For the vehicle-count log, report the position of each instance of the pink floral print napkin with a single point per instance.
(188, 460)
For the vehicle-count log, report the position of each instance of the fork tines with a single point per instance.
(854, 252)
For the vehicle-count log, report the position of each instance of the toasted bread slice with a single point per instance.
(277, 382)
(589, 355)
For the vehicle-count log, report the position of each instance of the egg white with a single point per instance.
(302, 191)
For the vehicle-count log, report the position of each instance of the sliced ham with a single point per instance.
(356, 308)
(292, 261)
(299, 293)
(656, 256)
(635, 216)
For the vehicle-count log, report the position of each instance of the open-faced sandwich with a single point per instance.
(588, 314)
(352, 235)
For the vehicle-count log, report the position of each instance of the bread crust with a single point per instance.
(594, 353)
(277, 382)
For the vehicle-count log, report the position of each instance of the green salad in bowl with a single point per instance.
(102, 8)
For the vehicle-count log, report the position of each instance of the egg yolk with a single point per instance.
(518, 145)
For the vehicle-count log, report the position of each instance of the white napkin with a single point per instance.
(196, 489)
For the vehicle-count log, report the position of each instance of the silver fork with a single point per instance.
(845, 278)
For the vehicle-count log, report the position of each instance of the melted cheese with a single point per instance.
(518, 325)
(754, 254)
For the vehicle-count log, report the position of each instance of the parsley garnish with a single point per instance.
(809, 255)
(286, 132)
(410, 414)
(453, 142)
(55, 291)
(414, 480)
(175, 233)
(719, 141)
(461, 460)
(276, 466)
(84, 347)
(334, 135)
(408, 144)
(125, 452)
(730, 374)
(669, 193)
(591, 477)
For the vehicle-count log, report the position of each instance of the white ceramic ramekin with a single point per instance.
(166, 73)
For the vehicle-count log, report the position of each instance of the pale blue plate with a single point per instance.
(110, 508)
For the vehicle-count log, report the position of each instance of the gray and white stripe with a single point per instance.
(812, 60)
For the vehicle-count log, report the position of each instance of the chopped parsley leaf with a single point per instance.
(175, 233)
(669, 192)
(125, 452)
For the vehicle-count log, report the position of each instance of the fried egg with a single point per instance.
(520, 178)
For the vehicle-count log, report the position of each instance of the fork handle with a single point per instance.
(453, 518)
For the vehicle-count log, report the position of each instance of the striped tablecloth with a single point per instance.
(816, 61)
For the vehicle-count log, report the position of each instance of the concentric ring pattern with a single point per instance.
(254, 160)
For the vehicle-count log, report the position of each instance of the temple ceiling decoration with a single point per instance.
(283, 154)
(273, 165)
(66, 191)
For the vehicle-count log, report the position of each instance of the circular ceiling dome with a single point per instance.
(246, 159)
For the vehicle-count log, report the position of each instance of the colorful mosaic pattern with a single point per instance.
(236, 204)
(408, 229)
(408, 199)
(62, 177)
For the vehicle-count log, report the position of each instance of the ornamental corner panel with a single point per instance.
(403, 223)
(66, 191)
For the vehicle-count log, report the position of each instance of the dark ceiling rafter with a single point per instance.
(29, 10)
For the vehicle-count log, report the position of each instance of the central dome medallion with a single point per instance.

--- What is being asked ---
Rewrite the entries above, switching "vehicle-count log" to "labeling log" everywhere it appears and leaving everything else unchanged.

--- Finished answer ---
For the labeling log, report the position of each instance of the pink floral print napkin with a single point per instance.
(188, 460)
For the labeling log, report the position of each instance of the fork tines with a single point per instance.
(854, 252)
For the labeling log, report the position of each instance of the toasted bread slice with a single point per instance.
(277, 382)
(589, 355)
For the labeling log, report the position of each instance of the egg white with a single point per instance.
(302, 191)
For the labeling log, report the position of each instance of the sliced ham with a single point per instance.
(356, 308)
(292, 261)
(299, 293)
(656, 256)
(635, 216)
For the labeling log, report the position of each instance of the open-faced sandwich with a single point per instance.
(588, 314)
(352, 235)
For the labeling log, report the position of each instance of the bread crust with a single point per instance.
(594, 353)
(277, 382)
For the labeling log, report the position of each instance of the green salad in bowl with a single point per instance.
(102, 8)
For the labeling log, report the position of each instance of the egg yolk with a single point per instance.
(518, 145)
For the labeling log, report the position of each instance of the white napkin with a single point per instance.
(196, 489)
For the labeling log, report the position of each instance of the silver fork with a single point per instance.
(845, 278)
For the labeling log, report the position of each instance of the melted cheese with a single point per instance.
(518, 325)
(754, 254)
For the labeling log, report the position of each instance of the parsley garnish with a single point per instance.
(809, 255)
(286, 132)
(410, 414)
(453, 142)
(55, 291)
(414, 480)
(175, 233)
(719, 141)
(461, 460)
(276, 466)
(84, 347)
(334, 135)
(408, 144)
(125, 452)
(730, 374)
(669, 193)
(591, 477)
For the labeling log, report the position of each instance of the white ceramic ramekin with a single point per instance.
(166, 73)
For the labeling log, report the position of each instance of the pale blue plate with a single point per instance.
(110, 508)
For the labeling log, report the position of each instance of the gray and white stripe with a single point per instance.
(812, 60)
For the labeling log, report the position of each instance of the chopped parsley leaf with a single point per instance.
(175, 233)
(669, 192)
(125, 452)
For the labeling log, report the position of each instance of the fried egg with a single point per instance.
(520, 178)
For the labeling log, report the position of each instance of the fork handle with a single point per instance.
(453, 518)
For the labeling log, report the position of each instance of the striped tablecloth with a single point per instance.
(816, 61)
For the labeling log, report the position of each instance of the concentric ring pattern with a single point per instance.
(254, 160)
For the labeling log, report the position of each instance of the temple ceiling decoration with a single point per instance.
(283, 154)
(273, 165)
(66, 191)
For the labeling log, report the position of each instance of the circular ceiling dome with a single point per instance.
(246, 159)
For the labeling log, report the position of each instance of the colorful mosaic pattern with a single point per instance.
(236, 204)
(408, 229)
(408, 199)
(62, 177)
For the labeling log, report the position of each instance of the ornamental corner panel with a single point per instance.
(403, 223)
(66, 191)
For the labeling log, report the position of each instance of the dark ceiling rafter with a single point per instance.
(29, 10)
For the labeling log, report the position of each instance of the central dome medallion with a single point per instance.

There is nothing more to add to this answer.